Written instruction: Copy all of the data below, replacing every "set one marker" with "place one marker" and keeping everything else unchanged.

Available records:
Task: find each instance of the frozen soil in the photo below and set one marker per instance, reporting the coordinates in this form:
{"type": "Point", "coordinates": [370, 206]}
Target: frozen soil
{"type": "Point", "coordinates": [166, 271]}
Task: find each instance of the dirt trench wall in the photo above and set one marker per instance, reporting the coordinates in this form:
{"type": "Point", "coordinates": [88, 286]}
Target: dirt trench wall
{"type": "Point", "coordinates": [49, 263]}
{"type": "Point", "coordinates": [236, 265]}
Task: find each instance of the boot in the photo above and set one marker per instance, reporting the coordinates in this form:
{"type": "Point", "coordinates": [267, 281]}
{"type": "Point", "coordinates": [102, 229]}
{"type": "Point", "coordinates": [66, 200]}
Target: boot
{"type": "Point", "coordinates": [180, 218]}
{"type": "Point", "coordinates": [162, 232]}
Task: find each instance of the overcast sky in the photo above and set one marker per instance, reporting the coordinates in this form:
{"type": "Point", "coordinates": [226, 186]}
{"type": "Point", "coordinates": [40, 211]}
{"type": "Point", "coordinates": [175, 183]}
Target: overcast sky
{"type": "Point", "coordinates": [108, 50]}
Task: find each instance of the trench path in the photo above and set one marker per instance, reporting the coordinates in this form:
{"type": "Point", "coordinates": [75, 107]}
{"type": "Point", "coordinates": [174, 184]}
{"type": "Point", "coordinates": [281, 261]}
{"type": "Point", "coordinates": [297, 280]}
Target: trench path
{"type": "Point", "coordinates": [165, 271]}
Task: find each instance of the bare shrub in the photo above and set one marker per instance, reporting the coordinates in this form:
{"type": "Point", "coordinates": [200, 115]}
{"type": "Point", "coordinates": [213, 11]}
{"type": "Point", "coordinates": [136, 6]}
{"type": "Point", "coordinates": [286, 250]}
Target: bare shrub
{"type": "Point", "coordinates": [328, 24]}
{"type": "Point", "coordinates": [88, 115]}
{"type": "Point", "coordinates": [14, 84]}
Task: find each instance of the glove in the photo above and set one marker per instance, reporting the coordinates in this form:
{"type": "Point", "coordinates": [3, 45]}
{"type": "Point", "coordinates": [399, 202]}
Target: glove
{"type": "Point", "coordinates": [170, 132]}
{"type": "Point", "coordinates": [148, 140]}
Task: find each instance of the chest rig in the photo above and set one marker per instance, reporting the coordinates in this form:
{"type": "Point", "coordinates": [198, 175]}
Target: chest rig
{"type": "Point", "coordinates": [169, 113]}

Solved problem:
Task: find each instance of the frozen soil in the photo below and place one marker per instance, reporting the coordinates in this form:
{"type": "Point", "coordinates": [370, 206]}
Target: frozen soil
{"type": "Point", "coordinates": [166, 271]}
Task: find each instance of the dirt trench wall in the photo above and place one marker per instance, reporting the coordinates in this form:
{"type": "Point", "coordinates": [88, 286]}
Target: dirt trench wall
{"type": "Point", "coordinates": [49, 263]}
{"type": "Point", "coordinates": [236, 265]}
Task: find each instance of the boot in the photo above and place one marker per instance, reporting the coordinates in this form:
{"type": "Point", "coordinates": [267, 281]}
{"type": "Point", "coordinates": [102, 229]}
{"type": "Point", "coordinates": [66, 200]}
Target: boot
{"type": "Point", "coordinates": [180, 218]}
{"type": "Point", "coordinates": [162, 232]}
Task: find each instance of the overcast sky in the photo above and place one marker per instance, reporting the coordinates in this form:
{"type": "Point", "coordinates": [226, 186]}
{"type": "Point", "coordinates": [40, 211]}
{"type": "Point", "coordinates": [175, 183]}
Target: overcast sky
{"type": "Point", "coordinates": [108, 50]}
Task: find each instance of the trench path in the photo above and place one marker per instance, reporting the coordinates in this form:
{"type": "Point", "coordinates": [75, 107]}
{"type": "Point", "coordinates": [174, 184]}
{"type": "Point", "coordinates": [281, 261]}
{"type": "Point", "coordinates": [297, 280]}
Target: trench path
{"type": "Point", "coordinates": [165, 271]}
Task: find each instance of the bare shrub in the photo above and place one marker per instance, reporting the coordinates in this form:
{"type": "Point", "coordinates": [200, 115]}
{"type": "Point", "coordinates": [213, 11]}
{"type": "Point", "coordinates": [136, 6]}
{"type": "Point", "coordinates": [286, 250]}
Target: bare shrub
{"type": "Point", "coordinates": [328, 24]}
{"type": "Point", "coordinates": [88, 115]}
{"type": "Point", "coordinates": [14, 84]}
Task: find each instance of the glove in the photo above and place one marker per instance, reporting the coordinates in this form:
{"type": "Point", "coordinates": [3, 45]}
{"type": "Point", "coordinates": [399, 202]}
Target: glove
{"type": "Point", "coordinates": [170, 132]}
{"type": "Point", "coordinates": [148, 140]}
Task: find each instance of the chest rig in the photo above and place one marker per instance, reporting the coordinates in this form:
{"type": "Point", "coordinates": [198, 175]}
Target: chest rig
{"type": "Point", "coordinates": [169, 113]}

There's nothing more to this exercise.